>> Begin READING PASSAGE

For over two decades, the study of scalar implicatures has served as a testing bed for several accounts in experimental pragmatics. Studies mainly investigated how readers and listeners would evaluate utterances containing weak scalar words (e.g., <some, all>, <or, and>, <might, must>) and how the implicature embedded in them would manifest itself in real-time processing, especially if it is generated automatically as posited by the default account (e.g., Levinson, 2000), or with processing costs by Relevance Theory (e.g., Sperber and Wilson, 1986; Wilson and Sperber, 1998). For this theoretical debate, a lot of experimentation has been carried out. People used a variety of testing techniques which include but are not limited to eye-tracking paradigms (e.g., Huang and Snedeker, 2009a, 2018; Politzer-Ahles and Matthew Husband, 2018), mouse-tracking paradigms (e.g., Tomlinson et al., 2013), event-related potentials (ERPs) (e.g., Noveck and Posada, 2003; Chevallier et al., 2010; Nieuwland et al., 2010; Hunt et al., 2013; Spychalska et al., 2016), sentence verification tasks (e.g., Bott and Noveck, 2004; Chevallier et al., 2008; Bott et al., 2012), dual tasks (e.g., De Neys and Schaeken, 2007; Marty and Chemla, 2013), and reading comprehension vignettes (Breheny et al., 2006), among others. Results generally concluded in favor of Relevance Theory (see Noveck, 2018; Breheny, 2019; Khorsheed et al., 2022b for reviews). This evidence was also replicated across different populations and languages (Katsos et al., 2016), and it was obtained from materials covering a wide range of scalar terms (van Tiel et al., 2016). However, upon closer inspection of the data in these studies and relevant literature, one finds different variability patterns that are worth attending to. In our review, we have identified three specific categories of variability: inter-individual, methodological, and linguistic.

>> End READING PASSAGE
>> Begin RECORDS SUPPLIED

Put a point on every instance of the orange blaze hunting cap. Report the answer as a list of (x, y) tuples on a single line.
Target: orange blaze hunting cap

>> End RECORDS SUPPLIED
>> Begin RECORDS SUPPLIED

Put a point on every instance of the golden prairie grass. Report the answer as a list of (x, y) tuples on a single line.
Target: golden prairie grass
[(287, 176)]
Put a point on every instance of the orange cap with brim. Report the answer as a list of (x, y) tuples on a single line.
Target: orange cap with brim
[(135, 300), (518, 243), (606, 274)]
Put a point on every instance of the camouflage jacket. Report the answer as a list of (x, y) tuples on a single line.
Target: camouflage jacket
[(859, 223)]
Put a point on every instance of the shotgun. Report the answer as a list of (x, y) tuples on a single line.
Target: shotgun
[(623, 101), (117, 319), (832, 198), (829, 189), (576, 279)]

>> End RECORDS SUPPLIED
>> Begin RECORDS SUPPLIED

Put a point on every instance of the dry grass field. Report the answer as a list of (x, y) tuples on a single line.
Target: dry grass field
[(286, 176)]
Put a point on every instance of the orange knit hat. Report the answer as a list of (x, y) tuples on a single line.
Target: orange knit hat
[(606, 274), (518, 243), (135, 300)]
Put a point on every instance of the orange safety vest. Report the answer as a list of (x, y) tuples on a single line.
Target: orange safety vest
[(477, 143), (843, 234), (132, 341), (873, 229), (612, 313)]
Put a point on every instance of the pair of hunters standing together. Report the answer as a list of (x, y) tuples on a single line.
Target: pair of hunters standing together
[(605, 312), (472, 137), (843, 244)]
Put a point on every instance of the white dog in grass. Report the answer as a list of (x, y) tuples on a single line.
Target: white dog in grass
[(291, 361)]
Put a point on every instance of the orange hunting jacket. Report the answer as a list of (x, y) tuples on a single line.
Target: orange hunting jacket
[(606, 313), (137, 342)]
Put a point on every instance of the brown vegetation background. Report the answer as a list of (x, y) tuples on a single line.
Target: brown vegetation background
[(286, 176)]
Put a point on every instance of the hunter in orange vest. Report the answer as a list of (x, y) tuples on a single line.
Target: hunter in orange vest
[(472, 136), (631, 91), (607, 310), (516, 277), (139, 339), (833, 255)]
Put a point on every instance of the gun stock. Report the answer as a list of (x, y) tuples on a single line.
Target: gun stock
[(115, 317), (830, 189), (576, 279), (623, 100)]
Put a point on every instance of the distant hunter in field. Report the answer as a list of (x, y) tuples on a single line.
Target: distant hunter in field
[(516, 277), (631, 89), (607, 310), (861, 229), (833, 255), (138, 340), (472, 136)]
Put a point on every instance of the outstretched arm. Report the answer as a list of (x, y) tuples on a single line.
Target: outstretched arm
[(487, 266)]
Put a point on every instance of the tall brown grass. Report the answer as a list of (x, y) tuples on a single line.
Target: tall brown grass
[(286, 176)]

>> End RECORDS SUPPLIED

**SET TASK**
Can you write the next part of the passage on scalar implicatures, picking up right after its final sentence? You won't need the lines for anything here.

**EXERCISE ANSWER**
Regarding inter-individual variability, numerous studies have consistently revealed that individuals always prefer one particular reading over another. For instance, in a study conducted by Noveck and Posada (2003), which used the “Some cats have ears” type of material, participants were divided into two qualitatively distinct groups: those who primarily adhere to a logical reading, and those who predominantly adopt a pragmatic interpretation. Sometimes there existed a smattering of “mixed” participants who do not seem to be consistent in preferring a certain reading (see Bott and Noveck, 2004). This observation was also witnessed in other studies mainly employing sentence verification paradigms to measure participants' response rates (see Feeney et al., 2004; Breheny et al., 2006; De Neys and Schaeken, 2007; Pouscoulous et al., 2007; Bott et al., 2012; Heyman and Schaeken, 2015; Antoniou et al., 2016; Mazzaggio and Surian, 2018). However, the precise factors contributing to this inter-individual variability are still unknown.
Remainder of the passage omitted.